**PAGE EXTRACT**
Although it's nice that we have a working example, let's try to apply this method to multiple rounds. First, we'll consider the likelihood that between two rounds, we saw some number of similar cards. Suppose between the \(c_i\) cards we saw in round \(i\) and the \(c_j\) cards we saw in round \(j\), there were \(s\) cards that were in both rounds. The likelihood of this given \(N\) total cards in the deck is $$ \mathbb{P}(\text{Observation} | \text{$N$ total cards}) = \frac{{N - c_i} \choose {c_j - s}}{N \choose c_j} $$ There are \(N \choose c_j\) ways to pick \(c_j\) cards in round \(j\). Out of these ways to pick \(c_j\) cards, exactly \({N - c_i} \choose {c_j - s}\) of them keeps exactly \(s\) cards the same between round \(i\) and round \(j\).

There are two interesting things to point out here.

  1. Recall that in the previous example, we derived the likelihood $$ \mathbb{P}(\text{$N$ total cards} | \text{Observation}) \propto \frac{N - 3}{N \choose 3} $$ Check for yourself that plugging in \(c_i = c_j = 3\) and \(s = 2\) yields the same expression we derived for the earlier example.

**GIVEN ENTRIES**

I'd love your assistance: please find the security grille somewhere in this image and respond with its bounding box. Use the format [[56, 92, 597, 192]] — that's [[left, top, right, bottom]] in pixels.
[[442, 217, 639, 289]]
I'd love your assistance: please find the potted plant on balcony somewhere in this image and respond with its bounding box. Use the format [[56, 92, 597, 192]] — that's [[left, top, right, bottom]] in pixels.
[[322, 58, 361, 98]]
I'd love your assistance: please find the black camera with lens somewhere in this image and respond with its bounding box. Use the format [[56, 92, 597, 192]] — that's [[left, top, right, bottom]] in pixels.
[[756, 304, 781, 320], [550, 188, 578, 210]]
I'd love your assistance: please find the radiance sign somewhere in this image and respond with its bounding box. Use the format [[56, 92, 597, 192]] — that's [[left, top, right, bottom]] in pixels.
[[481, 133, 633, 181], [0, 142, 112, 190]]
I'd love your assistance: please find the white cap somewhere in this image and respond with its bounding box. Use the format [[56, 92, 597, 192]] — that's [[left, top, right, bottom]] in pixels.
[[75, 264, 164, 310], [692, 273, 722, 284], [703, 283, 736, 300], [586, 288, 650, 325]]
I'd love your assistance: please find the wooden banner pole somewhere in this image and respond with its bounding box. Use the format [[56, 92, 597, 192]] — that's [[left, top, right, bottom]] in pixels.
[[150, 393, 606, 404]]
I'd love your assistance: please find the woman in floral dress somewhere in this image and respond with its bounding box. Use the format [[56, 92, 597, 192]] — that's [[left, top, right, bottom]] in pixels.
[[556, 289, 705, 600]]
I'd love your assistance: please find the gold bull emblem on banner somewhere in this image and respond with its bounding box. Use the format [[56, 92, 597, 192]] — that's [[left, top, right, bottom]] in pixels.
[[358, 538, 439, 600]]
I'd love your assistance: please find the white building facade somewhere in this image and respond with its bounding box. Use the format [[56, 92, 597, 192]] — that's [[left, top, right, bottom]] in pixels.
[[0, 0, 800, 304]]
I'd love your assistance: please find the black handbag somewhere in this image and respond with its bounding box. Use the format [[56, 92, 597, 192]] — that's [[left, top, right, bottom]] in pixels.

**GOAL A**
Answer these questions from the card-rounds passage.
(i) What does s stand for?
(ii) How many ways are there to pick c_j cards in round j?
(iii) Which values must be plugged in to get the expression from the earlier example?
**GOAL B**
Retype the part of the card-rounds passage that opens with the words containing "1. Recall that" and closes with "the earlier example.".
**GOAL C**
Extend the card-rounds passage beyond its last sentence.

**TASK ANSWER A**
(i) The number of cards that were in both rounds.
(ii) N choose c_j.
(iii) c_i = c_j = 3 and s = 2.

**TASK ANSWER B**
1. Recall that in the previous example, we derived the likelihood $$ \mathbb{P}(\text{$N$ total cards} | \text{Observation}) \propto \frac{N - 3}{N \choose 3} $$ Check for yourself that plugging in \(c_i = c_j = 3\) and \(s = 2\) yields the same expression we derived for the earlier example.

**TASK ANSWER C**
  2. If we swap \(i\) and \(j\), we get a different function but it's only a constant scaling factor different. This means the posterior distribution induced by this swapped likelihood function is still the same. (Why?)

After the second round, each set of cards we draw will have more than one set of cards to compare to from previous rounds (round 3 can be compared to round 2 and/or round 1). How do we aggregate all these comparisons? To rectify this, we'll consider Bayes' theorem conditioned on multiple events. $$ \begin{multline} \mathbb{P}(\text{$N$ total cards} | \{\text{Observation}_1, \text{Observation}_2, \ldots\}) \\ \propto \mathbb{P}(\{\text{Observation}_1, \text{Observation}_2, \ldots\} | \text{$N$ total cards}) \end{multline} $$

Since all the rounds are indepedent, this means our observations of the current round comparisons to the previous rounds are also all independent, meaning $$ \begin{multline} \mathbb{P}(\text{$N$ total cards} | \{\text{Observation}_1, \text{Observation}_2, \ldots\}) \\ \propto \mathbb{P}(\text{Observation}_1 | \text{$N$ total cards}) \cdot \mathbb{P}(\text{Observation}_2 | \text{$N$ total cards}) \cdots \end{multline} $$

This means after round \(k + 1\), we'll have \(k\) different "observations" or comparisons to be made between the newest round \(k+1\) and each of the first \(k\) rounds. At each round, we're able to create a posterior distribution that accounts for all the previous rounds' information.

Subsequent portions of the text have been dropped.